* _Work to be completed_: Which lines below contain the word "cactus"? Copy each of them.

* _Exercise inputs_:
::::

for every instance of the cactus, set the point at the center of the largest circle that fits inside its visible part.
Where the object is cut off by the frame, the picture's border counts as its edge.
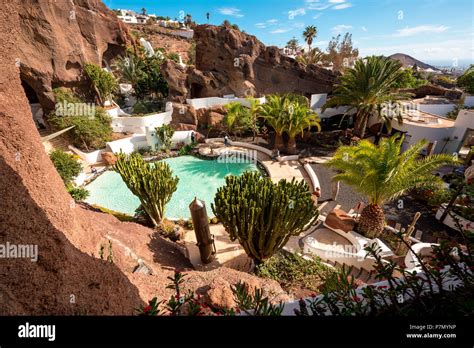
(263, 215)
(153, 184)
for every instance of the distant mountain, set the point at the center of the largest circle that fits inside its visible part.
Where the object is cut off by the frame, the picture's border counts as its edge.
(407, 60)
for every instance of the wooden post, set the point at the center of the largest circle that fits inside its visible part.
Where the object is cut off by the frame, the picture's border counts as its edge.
(205, 240)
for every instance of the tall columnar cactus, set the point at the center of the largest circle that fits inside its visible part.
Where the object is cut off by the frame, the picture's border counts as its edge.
(153, 184)
(263, 215)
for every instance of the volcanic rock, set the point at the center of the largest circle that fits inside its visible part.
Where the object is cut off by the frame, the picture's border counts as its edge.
(231, 62)
(58, 37)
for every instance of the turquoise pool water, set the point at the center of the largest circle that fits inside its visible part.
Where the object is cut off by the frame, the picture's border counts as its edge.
(197, 178)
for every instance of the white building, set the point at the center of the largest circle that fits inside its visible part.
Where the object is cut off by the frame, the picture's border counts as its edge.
(444, 135)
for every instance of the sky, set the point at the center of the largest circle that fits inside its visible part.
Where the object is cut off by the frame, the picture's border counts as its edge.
(439, 32)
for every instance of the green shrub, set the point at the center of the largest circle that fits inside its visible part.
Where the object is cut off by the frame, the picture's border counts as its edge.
(466, 80)
(66, 165)
(164, 134)
(78, 193)
(89, 133)
(263, 215)
(153, 184)
(293, 270)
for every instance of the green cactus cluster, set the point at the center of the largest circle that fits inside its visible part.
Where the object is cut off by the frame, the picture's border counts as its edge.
(154, 184)
(263, 215)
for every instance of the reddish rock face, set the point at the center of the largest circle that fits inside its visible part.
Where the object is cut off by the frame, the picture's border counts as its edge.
(36, 210)
(231, 62)
(56, 38)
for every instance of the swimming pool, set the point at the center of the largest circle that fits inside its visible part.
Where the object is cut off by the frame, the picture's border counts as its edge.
(197, 178)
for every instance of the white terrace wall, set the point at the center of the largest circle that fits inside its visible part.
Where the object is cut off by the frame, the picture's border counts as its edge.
(123, 122)
(200, 103)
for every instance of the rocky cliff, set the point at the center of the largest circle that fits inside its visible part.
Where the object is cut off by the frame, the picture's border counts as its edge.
(57, 37)
(231, 62)
(68, 277)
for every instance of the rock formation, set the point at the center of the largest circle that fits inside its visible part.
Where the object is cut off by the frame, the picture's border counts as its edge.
(68, 276)
(231, 62)
(58, 37)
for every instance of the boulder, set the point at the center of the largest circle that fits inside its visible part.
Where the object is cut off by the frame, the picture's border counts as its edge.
(109, 158)
(184, 114)
(339, 220)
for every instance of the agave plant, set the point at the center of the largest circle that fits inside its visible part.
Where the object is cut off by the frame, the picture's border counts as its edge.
(365, 88)
(273, 112)
(382, 173)
(310, 34)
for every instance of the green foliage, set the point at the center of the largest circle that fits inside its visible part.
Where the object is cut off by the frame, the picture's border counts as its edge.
(293, 269)
(144, 73)
(411, 293)
(466, 80)
(67, 165)
(262, 215)
(104, 82)
(165, 134)
(289, 114)
(89, 133)
(78, 193)
(365, 88)
(153, 184)
(340, 52)
(408, 80)
(382, 173)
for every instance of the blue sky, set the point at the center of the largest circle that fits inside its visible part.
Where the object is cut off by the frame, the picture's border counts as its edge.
(435, 31)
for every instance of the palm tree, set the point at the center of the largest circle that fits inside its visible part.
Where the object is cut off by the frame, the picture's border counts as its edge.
(365, 88)
(254, 111)
(312, 57)
(237, 118)
(382, 173)
(299, 117)
(310, 34)
(273, 112)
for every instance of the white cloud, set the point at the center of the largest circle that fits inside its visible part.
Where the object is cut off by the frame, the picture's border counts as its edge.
(231, 11)
(297, 12)
(421, 29)
(342, 6)
(341, 28)
(280, 31)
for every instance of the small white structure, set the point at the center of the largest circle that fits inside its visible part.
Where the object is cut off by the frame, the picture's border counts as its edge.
(123, 122)
(150, 52)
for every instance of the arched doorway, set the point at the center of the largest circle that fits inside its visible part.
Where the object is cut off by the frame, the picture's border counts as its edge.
(36, 109)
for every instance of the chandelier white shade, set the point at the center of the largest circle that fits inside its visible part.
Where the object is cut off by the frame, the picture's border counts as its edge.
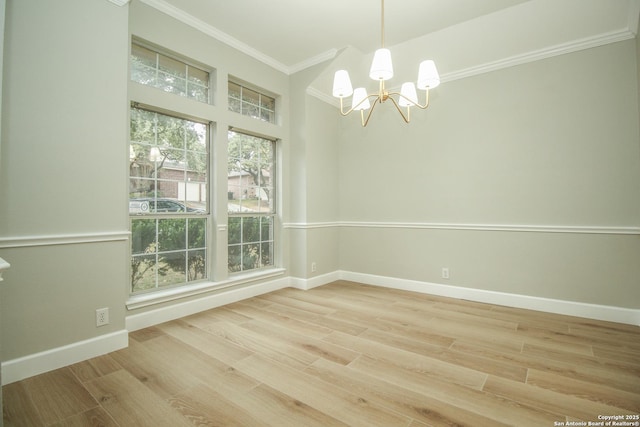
(342, 84)
(381, 67)
(381, 71)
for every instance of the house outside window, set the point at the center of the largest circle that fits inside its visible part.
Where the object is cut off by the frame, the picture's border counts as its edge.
(251, 202)
(168, 187)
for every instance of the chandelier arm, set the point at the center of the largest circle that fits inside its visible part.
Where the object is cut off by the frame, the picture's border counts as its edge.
(406, 118)
(415, 104)
(349, 111)
(373, 106)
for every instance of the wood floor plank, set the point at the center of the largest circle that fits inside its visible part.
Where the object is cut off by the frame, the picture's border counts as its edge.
(548, 400)
(131, 403)
(209, 343)
(477, 363)
(417, 406)
(19, 409)
(291, 339)
(202, 405)
(282, 321)
(497, 408)
(347, 407)
(59, 395)
(423, 365)
(96, 417)
(346, 354)
(320, 320)
(596, 392)
(94, 368)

::::

* _Response area_:
for every instance of the cactus, set the point at the center of the largest circle that fits inside its visible part.
for every instance of the tall columnar cactus, set the point at the center of the largest circle that fits inside its visible part.
for every instance of the green cactus cluster, set the point at the center of the largest circle that fits inside its visible part.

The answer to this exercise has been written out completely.